Task instructions —
1. Answer the following questions from the passage on Candida Höfer's photographs of the Neues Museum Berlin.
(a) What watches over the empty plinth from an alcove above it?
(b) What does the layering of centuries and cultures on the walls literalize, according to the passage?
(c) What name does the passage say the museum is puzzlingly called?
2. Write the next part of the passage on Candida Höfer's photographs of the Neues Museum Berlin, beginning after its final sentence.

** Quoted passage follows **

Again, in Neues Museum Berlin XV, I find myself drawn to an empty plinth, newly erected in what looks to be a centuries’ old environment. A classical sculpture watches over the plinth from his alcove above, and at the same time, he observes my look at the empty space that might once have been occupied by a sculpture, or perhaps awaits its next occupant. Above his alcove a medieval city still bears resplendence on high. I cannot help but fall into the space as though it is real, but know it is not. Thus, although there may be no traces of people in these images, they are waiting for us to enter them and bring them alive. Similarly, the building interiors themselves are brought to life, their historical, cultural and architectural lives are brought into the foreground even though they are the background of Höfer’s photographs.
Candida Höfer, Neues Museum Berlin, 2009

Another gesture of individuality can be seen in the way, the cultural and political histories of the three institutions are reflected in the way Höfer has photographed them, in what she finds in them. For example, Höfer exposes the age, the layers of history of the Neues Musem, Berlin by drawing our attention to the literal layers of history on the walls of the building. We see freshly laid plaster, centuries old frescos, over bricks and marble, tiles, and gilted ornamentation from still different eras seemingly laid over one another at random. This layering of centuries and cultures, is of course a literaliztion of the palimpsestic history of the city of Berlin. And all this in a museum puzzlingly called Das Neues Museum, the New Museum.

** End of Quoted passage **
** Extracted entries follows **

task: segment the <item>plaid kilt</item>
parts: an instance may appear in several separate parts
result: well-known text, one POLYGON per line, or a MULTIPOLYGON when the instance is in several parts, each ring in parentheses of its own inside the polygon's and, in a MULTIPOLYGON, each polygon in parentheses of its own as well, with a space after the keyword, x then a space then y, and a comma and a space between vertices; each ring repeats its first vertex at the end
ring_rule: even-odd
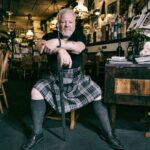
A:
MULTIPOLYGON (((39 80, 35 85, 44 99, 61 113, 59 78, 57 74, 39 80)), ((81 68, 63 70, 63 98, 65 113, 81 108, 102 95, 101 88, 81 68)))

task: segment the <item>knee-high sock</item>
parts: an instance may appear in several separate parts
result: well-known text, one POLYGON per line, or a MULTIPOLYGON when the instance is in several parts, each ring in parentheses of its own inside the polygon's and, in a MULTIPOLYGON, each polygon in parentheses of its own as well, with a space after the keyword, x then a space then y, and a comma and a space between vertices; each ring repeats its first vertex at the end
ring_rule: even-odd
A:
POLYGON ((99 125, 104 136, 107 138, 112 137, 112 127, 106 106, 100 100, 94 101, 93 110, 99 120, 99 125))
POLYGON ((46 111, 46 104, 44 99, 31 100, 31 113, 33 119, 33 131, 35 134, 43 132, 43 120, 46 111))

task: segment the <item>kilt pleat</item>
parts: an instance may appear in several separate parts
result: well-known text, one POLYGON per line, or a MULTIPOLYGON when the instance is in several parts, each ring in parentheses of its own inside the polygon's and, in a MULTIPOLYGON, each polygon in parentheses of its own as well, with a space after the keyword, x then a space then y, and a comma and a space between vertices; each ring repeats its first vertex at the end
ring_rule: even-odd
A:
MULTIPOLYGON (((68 69, 68 71, 65 70, 64 72, 65 81, 67 81, 66 77, 72 79, 72 82, 69 80, 70 83, 63 84, 63 100, 66 113, 79 109, 102 95, 101 88, 90 78, 90 76, 82 74, 80 67, 68 69), (73 76, 74 74, 75 76, 73 76)), ((34 88, 43 95, 44 99, 52 106, 52 108, 61 113, 60 88, 58 76, 56 74, 51 74, 45 79, 39 80, 34 85, 34 88)))

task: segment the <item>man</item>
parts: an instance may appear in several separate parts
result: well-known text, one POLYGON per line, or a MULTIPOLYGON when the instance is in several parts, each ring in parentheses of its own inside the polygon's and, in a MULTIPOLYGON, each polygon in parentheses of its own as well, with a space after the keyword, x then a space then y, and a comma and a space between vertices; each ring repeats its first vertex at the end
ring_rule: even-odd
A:
POLYGON ((58 13, 58 31, 46 34, 37 45, 37 49, 40 52, 48 54, 52 74, 48 78, 38 81, 31 91, 34 129, 32 135, 22 146, 24 150, 33 148, 43 139, 42 124, 45 114, 45 100, 56 111, 61 113, 57 71, 59 64, 63 67, 65 112, 70 112, 92 103, 93 110, 99 121, 99 128, 103 133, 101 137, 113 149, 123 149, 123 146, 112 132, 107 109, 101 102, 102 93, 100 87, 89 76, 81 72, 85 37, 80 30, 75 29, 75 19, 76 17, 72 10, 60 10, 58 13), (58 36, 60 36, 60 40, 58 36))

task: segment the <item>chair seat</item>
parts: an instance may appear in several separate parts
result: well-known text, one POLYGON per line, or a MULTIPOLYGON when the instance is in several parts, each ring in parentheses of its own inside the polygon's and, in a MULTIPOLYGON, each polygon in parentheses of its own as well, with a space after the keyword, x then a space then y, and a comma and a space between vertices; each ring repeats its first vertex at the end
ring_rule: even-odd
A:
MULTIPOLYGON (((55 113, 54 110, 50 110, 45 118, 46 119, 52 119, 52 120, 62 120, 60 115, 53 115, 55 113)), ((73 130, 75 128, 75 125, 76 125, 76 120, 78 119, 79 117, 79 113, 76 113, 75 110, 74 111, 71 111, 70 112, 70 118, 66 117, 65 119, 67 121, 70 121, 70 129, 73 130)))

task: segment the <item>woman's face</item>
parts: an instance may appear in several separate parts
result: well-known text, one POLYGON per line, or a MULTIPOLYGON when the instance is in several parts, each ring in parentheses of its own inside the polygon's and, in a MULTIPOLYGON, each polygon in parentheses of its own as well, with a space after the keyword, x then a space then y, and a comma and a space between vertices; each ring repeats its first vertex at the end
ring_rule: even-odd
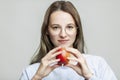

** End of Extracted entries **

Exercise answers —
1.
(a) A classical sculpture.
(b) The palimpsestic history of the city of Berlin.
(c) Das Neues Museum, the New Museum.

2.
Candida Höfer, Archivo di Stato Napoli I, 2009
Similarly, the State Archive in Naples with shelf upon shelf of tattered files, consecutively numbered and even though there is some writing on them, it is too faint for us to read. We don’t know what room we have entered, we don’t know if these are the files of murder cases or paleographic discoveries. If there is anything personal about the files, we have no access to it. It’s interesting to compare the organization of the files in the Naples State Archive and that in the Sevillan repository. Because despite the careful consecutive numbering in Naples, in Höfer's images there is something very disheveled about these files. They are of different sizes, their paper containers placed unevenly along the shelves, and again in a what for Höfer might be thought of as a radical gesture, in the second photograph (not pictured here) she has photographed them laterally, rather than in diminishing perspective. The sense of infinity continues off the right and left sides of the frames rather than into the background of the image, and thus emphasizes our inability to fathom this archive. Just as we might have the feeling of being locked inside the archives in Seville, we feel very shut out from the historical and cultural secrets in Naples.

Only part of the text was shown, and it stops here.